▼▼▼
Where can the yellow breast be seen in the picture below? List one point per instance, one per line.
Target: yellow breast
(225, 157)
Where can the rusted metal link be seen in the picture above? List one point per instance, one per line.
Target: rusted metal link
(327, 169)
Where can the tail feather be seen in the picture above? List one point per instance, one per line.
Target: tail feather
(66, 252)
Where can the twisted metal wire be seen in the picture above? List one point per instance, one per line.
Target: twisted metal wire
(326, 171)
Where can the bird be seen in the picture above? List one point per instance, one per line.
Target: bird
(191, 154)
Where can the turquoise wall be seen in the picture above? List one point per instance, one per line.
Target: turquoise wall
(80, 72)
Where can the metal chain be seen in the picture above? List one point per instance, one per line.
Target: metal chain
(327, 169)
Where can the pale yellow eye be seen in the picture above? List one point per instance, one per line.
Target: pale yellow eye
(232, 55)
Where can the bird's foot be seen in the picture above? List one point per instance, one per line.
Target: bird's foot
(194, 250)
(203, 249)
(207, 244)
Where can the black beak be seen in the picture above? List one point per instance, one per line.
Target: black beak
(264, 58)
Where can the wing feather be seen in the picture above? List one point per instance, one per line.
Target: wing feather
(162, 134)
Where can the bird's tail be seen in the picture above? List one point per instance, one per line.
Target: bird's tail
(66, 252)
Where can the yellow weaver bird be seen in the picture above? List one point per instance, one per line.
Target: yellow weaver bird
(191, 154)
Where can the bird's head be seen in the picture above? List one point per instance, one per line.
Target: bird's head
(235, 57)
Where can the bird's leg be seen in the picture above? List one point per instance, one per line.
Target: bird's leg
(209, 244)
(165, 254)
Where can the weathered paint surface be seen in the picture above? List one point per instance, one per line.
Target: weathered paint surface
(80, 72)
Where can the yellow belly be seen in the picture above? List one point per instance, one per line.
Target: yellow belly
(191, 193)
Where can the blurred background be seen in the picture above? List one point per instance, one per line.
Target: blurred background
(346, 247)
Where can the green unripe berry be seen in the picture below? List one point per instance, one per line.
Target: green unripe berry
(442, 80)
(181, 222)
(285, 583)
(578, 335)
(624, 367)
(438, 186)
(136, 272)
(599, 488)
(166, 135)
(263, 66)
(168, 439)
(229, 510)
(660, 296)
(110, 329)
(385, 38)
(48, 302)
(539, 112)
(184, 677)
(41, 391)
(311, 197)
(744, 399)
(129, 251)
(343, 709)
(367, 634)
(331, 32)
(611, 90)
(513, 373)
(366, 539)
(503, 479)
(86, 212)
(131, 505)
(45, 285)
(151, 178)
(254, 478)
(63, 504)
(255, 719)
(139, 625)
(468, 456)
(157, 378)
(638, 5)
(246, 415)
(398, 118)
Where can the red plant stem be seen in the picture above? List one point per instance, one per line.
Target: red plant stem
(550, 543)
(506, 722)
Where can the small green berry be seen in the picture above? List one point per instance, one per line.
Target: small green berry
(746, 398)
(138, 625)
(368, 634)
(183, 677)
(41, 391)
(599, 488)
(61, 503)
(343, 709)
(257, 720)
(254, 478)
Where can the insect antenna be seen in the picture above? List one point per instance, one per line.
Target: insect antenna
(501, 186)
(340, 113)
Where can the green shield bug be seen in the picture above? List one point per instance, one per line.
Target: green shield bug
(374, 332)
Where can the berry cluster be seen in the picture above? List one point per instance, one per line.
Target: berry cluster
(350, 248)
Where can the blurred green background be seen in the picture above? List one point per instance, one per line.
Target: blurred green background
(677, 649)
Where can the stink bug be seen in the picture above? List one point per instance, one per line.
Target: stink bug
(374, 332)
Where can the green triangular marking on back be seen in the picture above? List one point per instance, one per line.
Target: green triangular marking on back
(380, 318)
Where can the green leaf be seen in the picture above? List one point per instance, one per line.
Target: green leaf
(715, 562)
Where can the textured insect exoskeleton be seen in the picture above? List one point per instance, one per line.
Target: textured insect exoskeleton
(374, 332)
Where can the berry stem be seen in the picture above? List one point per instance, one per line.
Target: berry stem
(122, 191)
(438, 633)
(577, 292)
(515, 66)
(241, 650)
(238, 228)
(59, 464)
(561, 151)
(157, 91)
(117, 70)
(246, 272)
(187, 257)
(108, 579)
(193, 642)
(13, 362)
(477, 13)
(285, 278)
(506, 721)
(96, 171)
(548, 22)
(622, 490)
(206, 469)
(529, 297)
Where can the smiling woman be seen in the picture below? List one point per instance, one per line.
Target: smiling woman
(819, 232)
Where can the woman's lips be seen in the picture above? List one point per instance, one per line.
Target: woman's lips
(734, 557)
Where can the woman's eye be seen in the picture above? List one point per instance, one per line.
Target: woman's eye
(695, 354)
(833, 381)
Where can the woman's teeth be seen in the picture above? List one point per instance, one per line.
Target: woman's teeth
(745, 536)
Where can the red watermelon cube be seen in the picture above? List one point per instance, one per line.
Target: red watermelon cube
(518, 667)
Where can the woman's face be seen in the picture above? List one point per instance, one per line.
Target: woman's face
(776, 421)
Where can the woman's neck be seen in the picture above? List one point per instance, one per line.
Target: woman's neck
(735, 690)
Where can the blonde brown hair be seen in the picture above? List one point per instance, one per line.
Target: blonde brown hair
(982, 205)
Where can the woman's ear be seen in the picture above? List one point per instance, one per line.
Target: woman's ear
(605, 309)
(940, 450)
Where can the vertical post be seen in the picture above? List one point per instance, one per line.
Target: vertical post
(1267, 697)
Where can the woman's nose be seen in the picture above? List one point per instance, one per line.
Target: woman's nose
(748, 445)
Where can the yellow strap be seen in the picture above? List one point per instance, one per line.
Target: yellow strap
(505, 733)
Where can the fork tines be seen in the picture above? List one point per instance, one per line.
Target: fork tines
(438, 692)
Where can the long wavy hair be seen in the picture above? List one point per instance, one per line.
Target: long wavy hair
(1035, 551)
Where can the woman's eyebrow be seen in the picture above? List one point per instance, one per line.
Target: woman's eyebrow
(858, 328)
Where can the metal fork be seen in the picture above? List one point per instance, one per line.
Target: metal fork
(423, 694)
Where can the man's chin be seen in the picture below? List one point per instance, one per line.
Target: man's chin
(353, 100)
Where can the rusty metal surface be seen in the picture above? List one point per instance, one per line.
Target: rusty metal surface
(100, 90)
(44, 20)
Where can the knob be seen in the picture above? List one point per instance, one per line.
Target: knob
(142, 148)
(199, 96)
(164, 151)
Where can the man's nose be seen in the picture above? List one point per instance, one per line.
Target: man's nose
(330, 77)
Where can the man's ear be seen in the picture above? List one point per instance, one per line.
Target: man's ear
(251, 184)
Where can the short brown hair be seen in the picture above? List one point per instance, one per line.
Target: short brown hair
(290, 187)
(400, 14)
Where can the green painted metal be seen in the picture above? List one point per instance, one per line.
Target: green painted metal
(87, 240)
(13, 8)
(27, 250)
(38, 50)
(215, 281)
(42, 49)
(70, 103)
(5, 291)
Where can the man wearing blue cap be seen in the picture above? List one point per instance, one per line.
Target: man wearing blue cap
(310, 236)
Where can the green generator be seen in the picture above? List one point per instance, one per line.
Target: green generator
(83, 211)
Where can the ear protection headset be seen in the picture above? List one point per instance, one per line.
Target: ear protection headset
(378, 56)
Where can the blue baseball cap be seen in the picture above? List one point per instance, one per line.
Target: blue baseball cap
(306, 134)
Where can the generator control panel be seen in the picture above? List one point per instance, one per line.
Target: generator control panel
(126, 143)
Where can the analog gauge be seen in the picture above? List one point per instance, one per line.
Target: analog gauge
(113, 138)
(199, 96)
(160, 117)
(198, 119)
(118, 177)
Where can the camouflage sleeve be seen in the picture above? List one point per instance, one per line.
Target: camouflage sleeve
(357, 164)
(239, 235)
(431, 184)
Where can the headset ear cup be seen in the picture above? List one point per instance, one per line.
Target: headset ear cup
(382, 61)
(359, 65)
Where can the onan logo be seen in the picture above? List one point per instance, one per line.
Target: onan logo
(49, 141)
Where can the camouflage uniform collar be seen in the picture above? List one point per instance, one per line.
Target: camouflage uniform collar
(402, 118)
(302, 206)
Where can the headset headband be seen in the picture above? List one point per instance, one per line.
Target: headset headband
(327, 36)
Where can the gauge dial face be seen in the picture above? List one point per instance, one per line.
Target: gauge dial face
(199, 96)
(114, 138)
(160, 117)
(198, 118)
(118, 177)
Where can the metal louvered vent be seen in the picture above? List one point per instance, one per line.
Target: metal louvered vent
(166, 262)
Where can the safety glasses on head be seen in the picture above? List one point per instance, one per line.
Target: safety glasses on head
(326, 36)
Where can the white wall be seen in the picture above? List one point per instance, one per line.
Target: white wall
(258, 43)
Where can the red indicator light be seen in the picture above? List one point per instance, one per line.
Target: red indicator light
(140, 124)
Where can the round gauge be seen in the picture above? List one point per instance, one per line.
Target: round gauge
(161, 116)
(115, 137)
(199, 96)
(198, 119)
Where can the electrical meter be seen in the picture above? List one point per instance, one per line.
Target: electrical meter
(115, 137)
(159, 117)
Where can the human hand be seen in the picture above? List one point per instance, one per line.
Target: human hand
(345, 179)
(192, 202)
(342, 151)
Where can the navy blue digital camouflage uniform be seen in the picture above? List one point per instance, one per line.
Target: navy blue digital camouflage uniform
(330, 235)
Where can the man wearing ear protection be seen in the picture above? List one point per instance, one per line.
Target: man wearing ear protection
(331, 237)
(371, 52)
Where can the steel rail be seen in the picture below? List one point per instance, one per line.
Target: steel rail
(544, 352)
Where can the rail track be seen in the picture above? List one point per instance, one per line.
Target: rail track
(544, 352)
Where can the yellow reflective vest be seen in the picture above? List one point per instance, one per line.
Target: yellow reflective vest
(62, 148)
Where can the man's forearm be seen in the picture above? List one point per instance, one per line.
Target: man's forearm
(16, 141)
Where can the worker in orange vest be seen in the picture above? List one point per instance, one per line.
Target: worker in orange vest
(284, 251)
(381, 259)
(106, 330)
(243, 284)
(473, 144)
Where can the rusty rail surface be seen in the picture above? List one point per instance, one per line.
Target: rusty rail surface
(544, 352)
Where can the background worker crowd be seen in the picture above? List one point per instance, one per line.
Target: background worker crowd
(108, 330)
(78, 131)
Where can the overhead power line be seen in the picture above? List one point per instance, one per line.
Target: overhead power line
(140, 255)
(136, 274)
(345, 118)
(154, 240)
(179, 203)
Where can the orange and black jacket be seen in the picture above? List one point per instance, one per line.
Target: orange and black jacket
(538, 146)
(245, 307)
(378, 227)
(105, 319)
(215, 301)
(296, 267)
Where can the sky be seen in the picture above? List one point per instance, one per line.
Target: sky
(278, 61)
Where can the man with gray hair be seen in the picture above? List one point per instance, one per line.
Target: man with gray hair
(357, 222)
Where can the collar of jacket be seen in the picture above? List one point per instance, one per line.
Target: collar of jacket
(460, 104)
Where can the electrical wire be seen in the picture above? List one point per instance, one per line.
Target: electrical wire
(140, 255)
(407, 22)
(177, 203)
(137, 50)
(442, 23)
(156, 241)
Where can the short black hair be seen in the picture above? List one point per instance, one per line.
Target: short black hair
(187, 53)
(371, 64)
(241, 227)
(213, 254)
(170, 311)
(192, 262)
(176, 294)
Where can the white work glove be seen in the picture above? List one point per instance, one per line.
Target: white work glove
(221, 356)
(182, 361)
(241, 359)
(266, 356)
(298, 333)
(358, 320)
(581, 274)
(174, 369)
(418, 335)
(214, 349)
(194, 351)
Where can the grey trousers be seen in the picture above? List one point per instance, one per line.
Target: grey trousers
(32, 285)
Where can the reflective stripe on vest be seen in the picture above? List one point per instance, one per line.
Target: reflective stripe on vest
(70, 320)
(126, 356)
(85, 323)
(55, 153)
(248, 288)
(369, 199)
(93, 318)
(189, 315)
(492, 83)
▲▲▲
→ **How to complete this task**: Out of the material above, output word for word the line with "Target: short brown hair", the line with "Where can the man wearing blue", and all lines between them, with nothing else.

→ **Response for this exercise**:
Target: short brown hair
(290, 187)
(400, 14)
Where can the green painted metal be seen in the picture above? List one point per instance, one per line.
Target: green painted metal
(87, 240)
(13, 8)
(27, 250)
(38, 50)
(215, 281)
(42, 49)
(70, 103)
(5, 291)
Where can the man wearing blue cap be seen in the picture above? List one point per instance, one per line.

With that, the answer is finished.